WHAT IS NEEDED
Which lines in the records below contain the string "black", with case counting? Filter those lines out and copy each one in full.

————

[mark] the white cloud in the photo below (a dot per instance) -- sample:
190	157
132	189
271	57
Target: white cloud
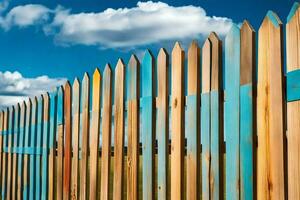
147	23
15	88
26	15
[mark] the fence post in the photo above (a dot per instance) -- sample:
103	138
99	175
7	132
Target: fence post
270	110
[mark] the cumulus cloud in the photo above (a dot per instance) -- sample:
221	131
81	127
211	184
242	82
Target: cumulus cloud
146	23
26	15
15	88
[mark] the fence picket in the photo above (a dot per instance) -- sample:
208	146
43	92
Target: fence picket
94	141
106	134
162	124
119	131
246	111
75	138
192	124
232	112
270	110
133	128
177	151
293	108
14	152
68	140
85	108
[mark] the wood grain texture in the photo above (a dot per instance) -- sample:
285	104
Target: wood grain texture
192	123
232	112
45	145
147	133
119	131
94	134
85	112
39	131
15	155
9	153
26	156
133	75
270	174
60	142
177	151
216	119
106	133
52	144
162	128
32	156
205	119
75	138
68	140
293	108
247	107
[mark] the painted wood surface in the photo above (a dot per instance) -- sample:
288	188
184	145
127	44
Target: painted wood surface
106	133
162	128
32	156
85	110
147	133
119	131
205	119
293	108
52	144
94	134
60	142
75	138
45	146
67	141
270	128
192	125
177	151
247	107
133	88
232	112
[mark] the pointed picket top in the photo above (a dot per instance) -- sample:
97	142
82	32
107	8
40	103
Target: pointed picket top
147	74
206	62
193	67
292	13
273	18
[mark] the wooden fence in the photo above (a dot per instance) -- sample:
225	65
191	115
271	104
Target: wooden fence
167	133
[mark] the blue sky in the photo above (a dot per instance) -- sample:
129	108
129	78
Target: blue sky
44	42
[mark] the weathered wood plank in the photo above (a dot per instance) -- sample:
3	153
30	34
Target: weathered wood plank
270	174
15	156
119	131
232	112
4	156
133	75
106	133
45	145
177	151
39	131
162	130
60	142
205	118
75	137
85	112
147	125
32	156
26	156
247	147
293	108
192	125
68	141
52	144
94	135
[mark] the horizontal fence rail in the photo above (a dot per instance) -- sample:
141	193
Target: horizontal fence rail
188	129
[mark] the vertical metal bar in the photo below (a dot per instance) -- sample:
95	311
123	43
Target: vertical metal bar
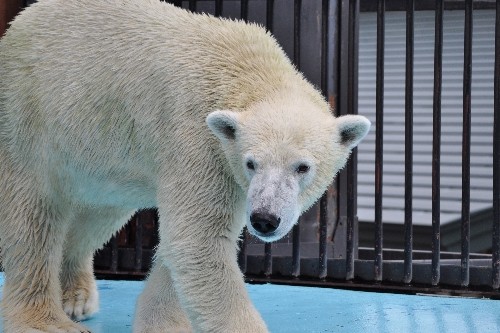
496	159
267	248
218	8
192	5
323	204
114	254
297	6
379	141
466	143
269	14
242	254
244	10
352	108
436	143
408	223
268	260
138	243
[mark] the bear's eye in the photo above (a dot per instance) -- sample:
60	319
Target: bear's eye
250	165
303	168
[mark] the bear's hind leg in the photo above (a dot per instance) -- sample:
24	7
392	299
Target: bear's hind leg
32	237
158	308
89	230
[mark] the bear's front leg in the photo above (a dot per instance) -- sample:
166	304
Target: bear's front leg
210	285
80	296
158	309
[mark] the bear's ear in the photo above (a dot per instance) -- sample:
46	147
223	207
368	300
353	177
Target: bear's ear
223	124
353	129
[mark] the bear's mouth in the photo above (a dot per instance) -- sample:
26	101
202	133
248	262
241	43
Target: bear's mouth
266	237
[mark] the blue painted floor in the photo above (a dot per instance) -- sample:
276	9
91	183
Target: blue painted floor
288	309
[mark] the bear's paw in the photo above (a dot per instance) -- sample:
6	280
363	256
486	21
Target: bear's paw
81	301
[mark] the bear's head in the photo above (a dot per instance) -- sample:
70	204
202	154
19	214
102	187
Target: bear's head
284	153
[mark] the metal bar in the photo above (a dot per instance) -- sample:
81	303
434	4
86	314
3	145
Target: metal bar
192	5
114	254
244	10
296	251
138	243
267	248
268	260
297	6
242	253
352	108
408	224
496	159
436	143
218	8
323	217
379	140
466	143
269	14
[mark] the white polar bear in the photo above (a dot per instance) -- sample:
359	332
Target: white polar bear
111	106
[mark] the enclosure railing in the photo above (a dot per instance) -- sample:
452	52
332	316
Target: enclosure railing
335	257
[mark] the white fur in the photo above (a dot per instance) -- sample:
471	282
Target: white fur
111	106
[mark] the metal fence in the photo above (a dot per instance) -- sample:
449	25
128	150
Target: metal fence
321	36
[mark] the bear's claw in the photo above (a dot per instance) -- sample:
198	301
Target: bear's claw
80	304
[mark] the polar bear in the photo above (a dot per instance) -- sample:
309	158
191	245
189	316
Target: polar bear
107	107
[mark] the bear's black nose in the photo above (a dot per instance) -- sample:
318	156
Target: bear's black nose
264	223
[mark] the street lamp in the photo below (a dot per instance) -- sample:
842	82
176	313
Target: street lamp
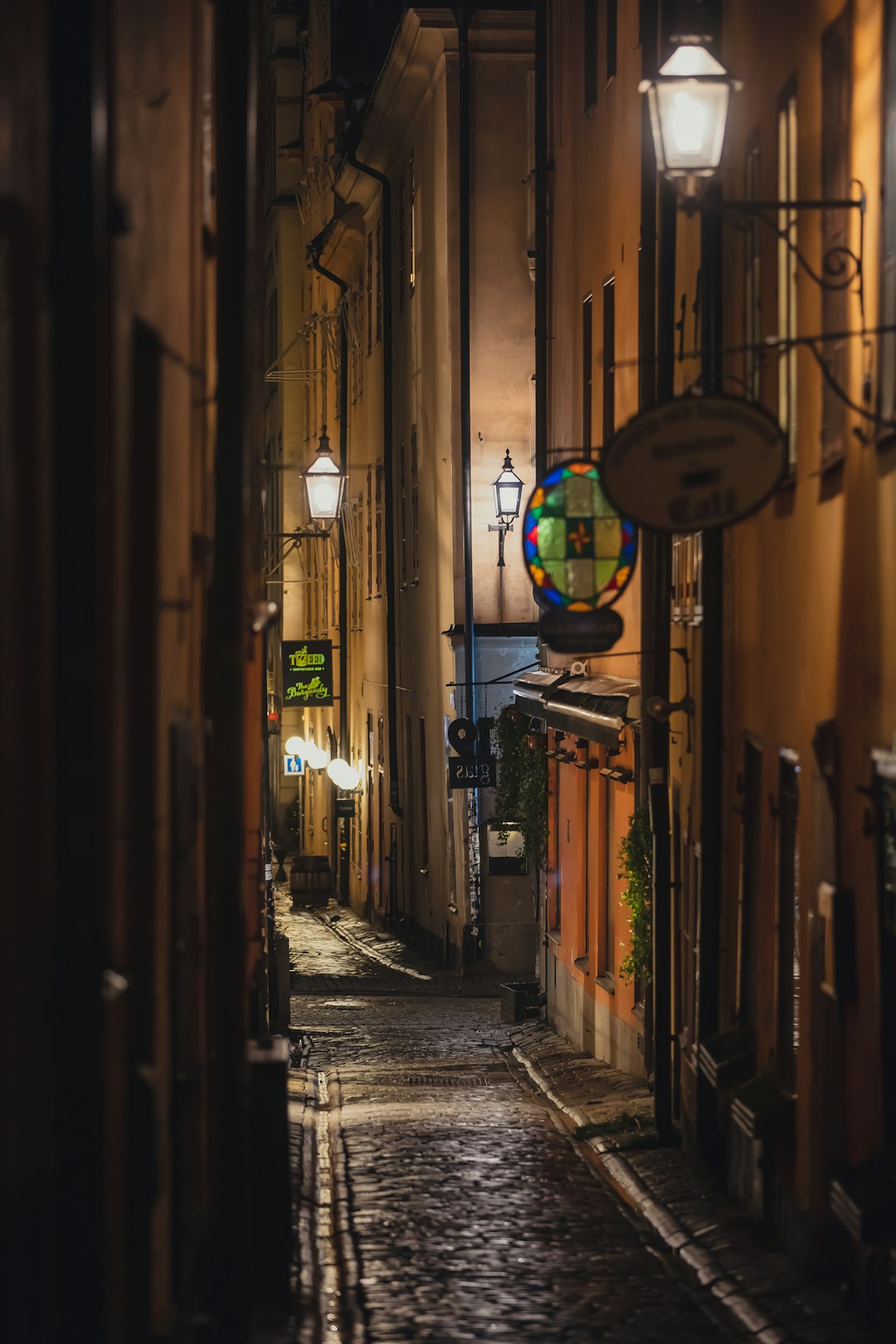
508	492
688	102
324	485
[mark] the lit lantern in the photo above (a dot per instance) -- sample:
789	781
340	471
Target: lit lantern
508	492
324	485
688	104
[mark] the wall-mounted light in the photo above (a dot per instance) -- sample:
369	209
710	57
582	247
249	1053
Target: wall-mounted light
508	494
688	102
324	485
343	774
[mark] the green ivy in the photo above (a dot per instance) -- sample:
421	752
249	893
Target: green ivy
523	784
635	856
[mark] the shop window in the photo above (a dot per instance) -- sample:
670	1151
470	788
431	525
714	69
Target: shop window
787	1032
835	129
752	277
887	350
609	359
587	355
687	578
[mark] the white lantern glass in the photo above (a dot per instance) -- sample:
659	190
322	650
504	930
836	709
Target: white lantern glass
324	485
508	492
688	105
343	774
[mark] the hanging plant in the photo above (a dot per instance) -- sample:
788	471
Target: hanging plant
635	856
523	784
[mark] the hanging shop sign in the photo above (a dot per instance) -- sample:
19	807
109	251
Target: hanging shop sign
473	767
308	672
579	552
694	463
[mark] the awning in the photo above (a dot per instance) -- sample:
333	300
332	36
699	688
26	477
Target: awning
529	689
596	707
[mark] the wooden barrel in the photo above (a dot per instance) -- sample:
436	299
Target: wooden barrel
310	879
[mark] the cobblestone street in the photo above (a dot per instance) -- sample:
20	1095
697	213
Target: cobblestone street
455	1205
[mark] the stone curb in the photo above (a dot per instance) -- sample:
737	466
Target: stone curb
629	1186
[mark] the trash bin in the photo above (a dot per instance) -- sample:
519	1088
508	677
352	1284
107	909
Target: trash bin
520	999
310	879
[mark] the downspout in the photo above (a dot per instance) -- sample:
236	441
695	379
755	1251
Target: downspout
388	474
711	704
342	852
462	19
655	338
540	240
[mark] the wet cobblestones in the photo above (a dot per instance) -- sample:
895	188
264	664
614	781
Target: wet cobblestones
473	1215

————

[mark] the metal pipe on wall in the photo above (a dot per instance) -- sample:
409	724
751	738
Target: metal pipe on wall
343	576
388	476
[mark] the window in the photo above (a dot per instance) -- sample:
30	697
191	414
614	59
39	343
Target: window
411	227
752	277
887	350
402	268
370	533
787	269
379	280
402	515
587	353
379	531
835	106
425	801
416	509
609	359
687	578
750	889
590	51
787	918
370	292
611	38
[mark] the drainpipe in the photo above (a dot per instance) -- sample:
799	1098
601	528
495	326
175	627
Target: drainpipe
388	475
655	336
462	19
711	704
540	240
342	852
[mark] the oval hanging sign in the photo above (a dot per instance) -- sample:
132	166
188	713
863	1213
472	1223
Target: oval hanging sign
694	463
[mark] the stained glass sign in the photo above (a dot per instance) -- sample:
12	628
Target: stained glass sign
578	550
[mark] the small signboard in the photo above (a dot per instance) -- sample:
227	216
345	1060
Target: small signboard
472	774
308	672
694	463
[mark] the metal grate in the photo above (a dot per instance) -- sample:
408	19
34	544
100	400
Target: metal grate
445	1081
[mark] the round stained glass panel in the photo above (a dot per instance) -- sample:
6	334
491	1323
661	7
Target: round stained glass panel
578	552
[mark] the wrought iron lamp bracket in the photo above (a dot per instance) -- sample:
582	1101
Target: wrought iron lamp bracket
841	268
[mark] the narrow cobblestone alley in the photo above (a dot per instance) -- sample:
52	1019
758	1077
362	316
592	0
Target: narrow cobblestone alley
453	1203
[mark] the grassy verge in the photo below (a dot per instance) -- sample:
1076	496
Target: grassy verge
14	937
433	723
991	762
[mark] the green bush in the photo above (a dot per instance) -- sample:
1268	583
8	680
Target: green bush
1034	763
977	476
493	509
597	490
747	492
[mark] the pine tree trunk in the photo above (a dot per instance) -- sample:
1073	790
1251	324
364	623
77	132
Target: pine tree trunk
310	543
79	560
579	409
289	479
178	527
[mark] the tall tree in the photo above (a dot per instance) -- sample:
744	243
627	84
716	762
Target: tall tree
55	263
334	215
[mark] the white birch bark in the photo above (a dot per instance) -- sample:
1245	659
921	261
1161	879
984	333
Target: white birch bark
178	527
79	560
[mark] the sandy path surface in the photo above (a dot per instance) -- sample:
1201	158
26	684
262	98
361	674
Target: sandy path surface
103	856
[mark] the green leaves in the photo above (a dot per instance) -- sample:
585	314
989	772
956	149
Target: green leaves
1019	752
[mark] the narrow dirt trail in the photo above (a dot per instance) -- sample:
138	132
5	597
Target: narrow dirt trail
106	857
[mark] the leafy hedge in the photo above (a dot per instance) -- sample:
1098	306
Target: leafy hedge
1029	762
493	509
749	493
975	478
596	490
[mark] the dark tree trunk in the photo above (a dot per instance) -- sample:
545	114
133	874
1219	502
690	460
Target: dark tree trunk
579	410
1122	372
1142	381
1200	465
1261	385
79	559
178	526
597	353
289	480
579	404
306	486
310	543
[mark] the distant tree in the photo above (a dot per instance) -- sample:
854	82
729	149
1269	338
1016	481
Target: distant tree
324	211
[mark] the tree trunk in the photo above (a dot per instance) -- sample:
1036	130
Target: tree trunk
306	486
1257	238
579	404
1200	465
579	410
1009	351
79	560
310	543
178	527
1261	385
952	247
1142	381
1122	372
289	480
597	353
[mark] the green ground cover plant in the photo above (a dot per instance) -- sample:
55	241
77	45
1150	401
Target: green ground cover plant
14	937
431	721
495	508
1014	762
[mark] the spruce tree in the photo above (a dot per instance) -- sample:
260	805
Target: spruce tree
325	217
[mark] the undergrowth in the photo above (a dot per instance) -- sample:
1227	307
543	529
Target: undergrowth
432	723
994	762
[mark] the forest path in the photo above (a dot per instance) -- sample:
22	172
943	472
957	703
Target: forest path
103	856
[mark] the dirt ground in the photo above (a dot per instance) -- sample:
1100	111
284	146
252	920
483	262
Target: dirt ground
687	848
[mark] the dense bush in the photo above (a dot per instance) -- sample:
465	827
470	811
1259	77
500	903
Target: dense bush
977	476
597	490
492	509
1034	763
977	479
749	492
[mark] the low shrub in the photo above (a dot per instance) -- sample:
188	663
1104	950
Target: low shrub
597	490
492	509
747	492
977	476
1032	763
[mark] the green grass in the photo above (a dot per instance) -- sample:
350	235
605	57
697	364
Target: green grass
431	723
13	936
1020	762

————

FINAL RESULT
[mark] the bear's black nose in the photo above (a dot per instance) -- sample:
Target: bear's black nose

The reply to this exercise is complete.